Instructions to follow
Once the line with "positive clicks: (592, 190) (216, 215)" is found in the entries below, repeat it and each following line exactly, up to and including the line with "42L2 9L9 370L326". Add no other lines.

Data shown

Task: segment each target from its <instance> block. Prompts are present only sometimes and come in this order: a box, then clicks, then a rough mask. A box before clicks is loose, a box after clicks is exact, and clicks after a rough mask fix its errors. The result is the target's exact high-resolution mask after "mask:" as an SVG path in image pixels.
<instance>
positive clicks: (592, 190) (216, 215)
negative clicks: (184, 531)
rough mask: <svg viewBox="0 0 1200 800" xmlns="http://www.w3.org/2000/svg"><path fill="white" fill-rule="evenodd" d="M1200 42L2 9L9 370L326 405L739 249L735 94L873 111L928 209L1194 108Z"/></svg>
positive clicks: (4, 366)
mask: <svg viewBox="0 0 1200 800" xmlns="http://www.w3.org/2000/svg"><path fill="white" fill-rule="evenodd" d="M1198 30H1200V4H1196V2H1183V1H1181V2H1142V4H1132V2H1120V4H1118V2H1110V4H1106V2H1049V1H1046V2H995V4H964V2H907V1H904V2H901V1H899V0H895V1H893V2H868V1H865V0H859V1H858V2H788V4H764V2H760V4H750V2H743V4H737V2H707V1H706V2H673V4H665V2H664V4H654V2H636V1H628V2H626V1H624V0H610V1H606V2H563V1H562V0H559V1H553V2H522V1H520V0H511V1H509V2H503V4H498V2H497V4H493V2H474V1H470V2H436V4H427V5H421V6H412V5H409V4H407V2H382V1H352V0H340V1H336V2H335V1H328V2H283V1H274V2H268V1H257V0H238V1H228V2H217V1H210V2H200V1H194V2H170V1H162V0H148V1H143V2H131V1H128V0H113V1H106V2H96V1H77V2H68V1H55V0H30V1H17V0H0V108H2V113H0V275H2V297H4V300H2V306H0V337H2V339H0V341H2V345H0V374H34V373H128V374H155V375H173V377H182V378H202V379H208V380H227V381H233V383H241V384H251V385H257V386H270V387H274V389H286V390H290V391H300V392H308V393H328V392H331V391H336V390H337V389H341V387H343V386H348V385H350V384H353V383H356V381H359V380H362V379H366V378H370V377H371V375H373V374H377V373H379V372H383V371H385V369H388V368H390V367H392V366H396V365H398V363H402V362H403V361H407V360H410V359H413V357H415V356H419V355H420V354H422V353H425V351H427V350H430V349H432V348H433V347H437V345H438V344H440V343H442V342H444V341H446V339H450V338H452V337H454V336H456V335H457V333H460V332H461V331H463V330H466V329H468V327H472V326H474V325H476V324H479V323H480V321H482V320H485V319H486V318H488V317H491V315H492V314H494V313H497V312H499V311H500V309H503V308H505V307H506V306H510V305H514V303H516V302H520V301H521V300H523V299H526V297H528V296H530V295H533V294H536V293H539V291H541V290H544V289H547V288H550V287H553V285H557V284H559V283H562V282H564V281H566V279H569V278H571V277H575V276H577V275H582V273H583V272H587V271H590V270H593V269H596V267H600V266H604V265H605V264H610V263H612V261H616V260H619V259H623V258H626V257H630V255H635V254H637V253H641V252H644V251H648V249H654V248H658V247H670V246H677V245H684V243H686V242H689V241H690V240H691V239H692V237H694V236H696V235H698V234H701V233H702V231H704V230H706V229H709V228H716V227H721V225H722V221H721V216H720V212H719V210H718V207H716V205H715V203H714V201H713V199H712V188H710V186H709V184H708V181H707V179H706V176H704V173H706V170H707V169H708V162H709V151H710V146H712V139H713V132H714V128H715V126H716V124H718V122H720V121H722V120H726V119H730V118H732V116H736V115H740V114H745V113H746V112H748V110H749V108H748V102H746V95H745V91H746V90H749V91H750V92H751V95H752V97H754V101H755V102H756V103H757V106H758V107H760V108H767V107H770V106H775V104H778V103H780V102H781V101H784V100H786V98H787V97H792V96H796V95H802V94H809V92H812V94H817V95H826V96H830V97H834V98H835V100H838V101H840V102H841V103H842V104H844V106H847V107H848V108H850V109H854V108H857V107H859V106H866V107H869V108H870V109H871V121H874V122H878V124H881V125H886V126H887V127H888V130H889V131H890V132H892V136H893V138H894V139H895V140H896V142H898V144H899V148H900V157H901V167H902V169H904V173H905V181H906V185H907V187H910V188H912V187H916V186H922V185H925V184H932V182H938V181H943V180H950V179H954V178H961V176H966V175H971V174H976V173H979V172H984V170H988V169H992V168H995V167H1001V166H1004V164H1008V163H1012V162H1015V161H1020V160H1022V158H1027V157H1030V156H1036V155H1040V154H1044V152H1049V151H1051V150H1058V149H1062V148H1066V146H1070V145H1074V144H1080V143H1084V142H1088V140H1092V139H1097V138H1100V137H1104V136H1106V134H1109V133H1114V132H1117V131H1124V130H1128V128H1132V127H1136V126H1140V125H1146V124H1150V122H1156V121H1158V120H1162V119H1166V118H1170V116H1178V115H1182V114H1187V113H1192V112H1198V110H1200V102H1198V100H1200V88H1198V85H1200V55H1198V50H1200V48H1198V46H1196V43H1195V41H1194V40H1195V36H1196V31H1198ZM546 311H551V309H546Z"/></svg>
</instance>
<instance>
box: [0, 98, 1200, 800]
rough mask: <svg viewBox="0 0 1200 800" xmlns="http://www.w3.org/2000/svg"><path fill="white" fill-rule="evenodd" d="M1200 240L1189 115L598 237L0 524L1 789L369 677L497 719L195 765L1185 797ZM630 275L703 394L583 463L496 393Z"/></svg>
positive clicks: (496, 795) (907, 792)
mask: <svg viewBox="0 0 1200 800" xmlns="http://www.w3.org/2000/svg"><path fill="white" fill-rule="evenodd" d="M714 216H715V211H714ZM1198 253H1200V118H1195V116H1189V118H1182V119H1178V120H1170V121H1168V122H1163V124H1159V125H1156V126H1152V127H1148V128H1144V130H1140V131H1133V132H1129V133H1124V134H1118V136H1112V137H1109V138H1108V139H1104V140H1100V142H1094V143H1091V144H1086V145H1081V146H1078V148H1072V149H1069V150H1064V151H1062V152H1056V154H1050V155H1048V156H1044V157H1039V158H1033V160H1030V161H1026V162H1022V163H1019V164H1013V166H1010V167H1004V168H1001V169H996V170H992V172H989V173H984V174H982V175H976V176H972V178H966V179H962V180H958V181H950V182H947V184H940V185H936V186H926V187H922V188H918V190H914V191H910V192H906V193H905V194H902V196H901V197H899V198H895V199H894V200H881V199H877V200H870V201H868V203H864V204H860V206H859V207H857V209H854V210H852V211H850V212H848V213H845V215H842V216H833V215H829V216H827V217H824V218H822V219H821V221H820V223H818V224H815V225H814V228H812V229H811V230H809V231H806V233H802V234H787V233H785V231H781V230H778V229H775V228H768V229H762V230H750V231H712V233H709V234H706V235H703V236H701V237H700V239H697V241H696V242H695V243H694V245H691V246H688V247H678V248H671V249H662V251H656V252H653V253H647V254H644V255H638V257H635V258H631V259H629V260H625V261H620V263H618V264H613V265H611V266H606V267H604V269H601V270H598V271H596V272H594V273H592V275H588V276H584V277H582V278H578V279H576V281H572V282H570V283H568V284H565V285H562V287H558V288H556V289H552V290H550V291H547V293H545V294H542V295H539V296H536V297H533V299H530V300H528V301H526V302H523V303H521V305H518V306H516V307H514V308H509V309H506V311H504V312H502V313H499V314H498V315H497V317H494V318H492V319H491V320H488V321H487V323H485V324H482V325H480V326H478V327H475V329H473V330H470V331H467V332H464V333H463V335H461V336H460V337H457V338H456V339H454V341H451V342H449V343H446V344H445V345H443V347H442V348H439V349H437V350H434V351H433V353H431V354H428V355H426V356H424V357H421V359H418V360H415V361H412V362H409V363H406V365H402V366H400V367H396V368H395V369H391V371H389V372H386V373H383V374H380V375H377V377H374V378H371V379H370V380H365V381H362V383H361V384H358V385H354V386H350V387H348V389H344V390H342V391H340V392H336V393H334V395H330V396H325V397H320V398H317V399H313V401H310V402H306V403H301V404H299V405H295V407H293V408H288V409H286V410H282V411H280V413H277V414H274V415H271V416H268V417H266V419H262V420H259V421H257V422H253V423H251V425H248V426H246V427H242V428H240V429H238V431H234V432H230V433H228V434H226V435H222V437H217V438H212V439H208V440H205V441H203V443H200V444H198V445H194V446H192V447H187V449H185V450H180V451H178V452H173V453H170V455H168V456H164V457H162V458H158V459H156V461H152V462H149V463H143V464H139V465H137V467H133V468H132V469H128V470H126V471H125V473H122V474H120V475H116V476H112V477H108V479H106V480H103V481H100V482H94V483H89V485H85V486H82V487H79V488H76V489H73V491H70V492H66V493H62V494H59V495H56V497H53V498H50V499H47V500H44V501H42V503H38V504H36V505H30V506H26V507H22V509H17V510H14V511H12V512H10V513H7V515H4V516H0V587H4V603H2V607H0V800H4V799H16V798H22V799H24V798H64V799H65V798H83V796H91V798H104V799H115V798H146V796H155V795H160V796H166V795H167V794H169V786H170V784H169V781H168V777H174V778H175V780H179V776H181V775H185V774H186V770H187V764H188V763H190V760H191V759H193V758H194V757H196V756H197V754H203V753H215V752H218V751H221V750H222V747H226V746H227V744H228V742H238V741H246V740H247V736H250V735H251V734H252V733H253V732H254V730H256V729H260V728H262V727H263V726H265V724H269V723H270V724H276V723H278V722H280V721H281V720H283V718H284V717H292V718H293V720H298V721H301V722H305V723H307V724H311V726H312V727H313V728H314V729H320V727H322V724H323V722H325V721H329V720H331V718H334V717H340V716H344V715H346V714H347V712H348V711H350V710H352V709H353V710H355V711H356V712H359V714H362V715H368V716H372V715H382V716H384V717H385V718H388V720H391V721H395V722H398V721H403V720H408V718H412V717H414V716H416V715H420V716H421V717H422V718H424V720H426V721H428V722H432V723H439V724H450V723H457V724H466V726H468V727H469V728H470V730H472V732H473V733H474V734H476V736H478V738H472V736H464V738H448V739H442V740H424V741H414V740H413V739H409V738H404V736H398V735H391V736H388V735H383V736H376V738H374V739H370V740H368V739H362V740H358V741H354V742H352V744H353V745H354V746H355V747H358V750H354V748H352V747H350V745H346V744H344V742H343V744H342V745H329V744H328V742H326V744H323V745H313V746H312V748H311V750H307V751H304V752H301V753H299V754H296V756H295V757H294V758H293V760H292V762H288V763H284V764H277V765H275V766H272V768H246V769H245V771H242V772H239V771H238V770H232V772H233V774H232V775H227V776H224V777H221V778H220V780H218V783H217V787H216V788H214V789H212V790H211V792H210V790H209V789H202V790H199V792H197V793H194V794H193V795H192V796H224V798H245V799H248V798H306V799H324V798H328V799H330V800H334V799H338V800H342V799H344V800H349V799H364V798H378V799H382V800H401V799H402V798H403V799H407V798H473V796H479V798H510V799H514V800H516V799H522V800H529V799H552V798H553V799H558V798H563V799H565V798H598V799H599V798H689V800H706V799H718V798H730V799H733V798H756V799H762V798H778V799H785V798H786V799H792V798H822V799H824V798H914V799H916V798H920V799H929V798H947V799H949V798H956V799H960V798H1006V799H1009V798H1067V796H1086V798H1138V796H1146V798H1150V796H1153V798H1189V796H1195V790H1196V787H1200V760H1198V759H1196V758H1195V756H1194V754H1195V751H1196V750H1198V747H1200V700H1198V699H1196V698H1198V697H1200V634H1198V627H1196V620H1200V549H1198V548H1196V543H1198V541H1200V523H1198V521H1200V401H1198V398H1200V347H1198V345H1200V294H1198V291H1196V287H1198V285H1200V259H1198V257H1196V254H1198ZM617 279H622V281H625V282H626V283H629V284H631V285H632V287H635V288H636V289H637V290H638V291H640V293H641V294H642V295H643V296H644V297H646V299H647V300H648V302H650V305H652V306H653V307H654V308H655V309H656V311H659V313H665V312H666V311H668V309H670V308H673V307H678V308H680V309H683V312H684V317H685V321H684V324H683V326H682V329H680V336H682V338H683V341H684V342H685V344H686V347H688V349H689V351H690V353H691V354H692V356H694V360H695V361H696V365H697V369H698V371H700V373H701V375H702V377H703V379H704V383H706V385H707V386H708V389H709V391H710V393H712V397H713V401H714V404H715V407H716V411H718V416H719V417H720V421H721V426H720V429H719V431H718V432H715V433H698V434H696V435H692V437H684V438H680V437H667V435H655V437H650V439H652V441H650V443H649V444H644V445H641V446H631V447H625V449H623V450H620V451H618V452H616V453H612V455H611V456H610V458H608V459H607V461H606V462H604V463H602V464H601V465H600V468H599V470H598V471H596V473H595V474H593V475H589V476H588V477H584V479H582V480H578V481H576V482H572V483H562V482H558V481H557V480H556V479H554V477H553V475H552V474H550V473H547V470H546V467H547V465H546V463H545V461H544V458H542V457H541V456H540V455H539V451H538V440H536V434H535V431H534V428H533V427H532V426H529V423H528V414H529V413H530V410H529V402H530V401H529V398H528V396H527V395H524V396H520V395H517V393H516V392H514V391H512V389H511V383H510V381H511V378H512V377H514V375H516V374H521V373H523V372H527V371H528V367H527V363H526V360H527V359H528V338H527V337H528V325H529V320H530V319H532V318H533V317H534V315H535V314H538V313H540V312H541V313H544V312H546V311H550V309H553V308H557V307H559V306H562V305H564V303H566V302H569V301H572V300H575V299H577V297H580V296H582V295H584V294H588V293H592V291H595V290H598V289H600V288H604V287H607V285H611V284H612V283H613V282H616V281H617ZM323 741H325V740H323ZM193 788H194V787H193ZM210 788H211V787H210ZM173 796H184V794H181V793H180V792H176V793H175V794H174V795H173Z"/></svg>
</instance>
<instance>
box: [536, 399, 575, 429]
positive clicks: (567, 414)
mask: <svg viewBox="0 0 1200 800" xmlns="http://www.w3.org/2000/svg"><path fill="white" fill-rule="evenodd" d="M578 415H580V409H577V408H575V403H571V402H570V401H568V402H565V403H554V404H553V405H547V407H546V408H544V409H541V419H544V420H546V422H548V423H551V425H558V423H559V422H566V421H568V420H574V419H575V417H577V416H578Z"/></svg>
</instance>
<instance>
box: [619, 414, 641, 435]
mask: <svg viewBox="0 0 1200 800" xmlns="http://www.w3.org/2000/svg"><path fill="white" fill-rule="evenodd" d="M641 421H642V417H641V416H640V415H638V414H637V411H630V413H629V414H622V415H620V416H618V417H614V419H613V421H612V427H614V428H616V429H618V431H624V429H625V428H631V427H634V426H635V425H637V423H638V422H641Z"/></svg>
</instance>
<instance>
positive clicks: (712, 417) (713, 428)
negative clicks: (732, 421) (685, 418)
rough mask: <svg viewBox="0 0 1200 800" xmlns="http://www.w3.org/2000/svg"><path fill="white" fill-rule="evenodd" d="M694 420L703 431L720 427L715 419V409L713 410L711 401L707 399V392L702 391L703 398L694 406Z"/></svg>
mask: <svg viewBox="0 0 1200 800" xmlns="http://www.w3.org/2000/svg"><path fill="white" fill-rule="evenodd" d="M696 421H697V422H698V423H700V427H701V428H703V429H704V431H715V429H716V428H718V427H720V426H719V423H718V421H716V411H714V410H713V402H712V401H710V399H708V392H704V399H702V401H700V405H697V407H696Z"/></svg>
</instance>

Task response
positive clicks: (592, 190) (216, 215)
negative clicks: (184, 531)
rough mask: <svg viewBox="0 0 1200 800" xmlns="http://www.w3.org/2000/svg"><path fill="white" fill-rule="evenodd" d="M1200 42L2 9L9 370L326 405L739 249L735 94L873 111L928 209L1194 108Z"/></svg>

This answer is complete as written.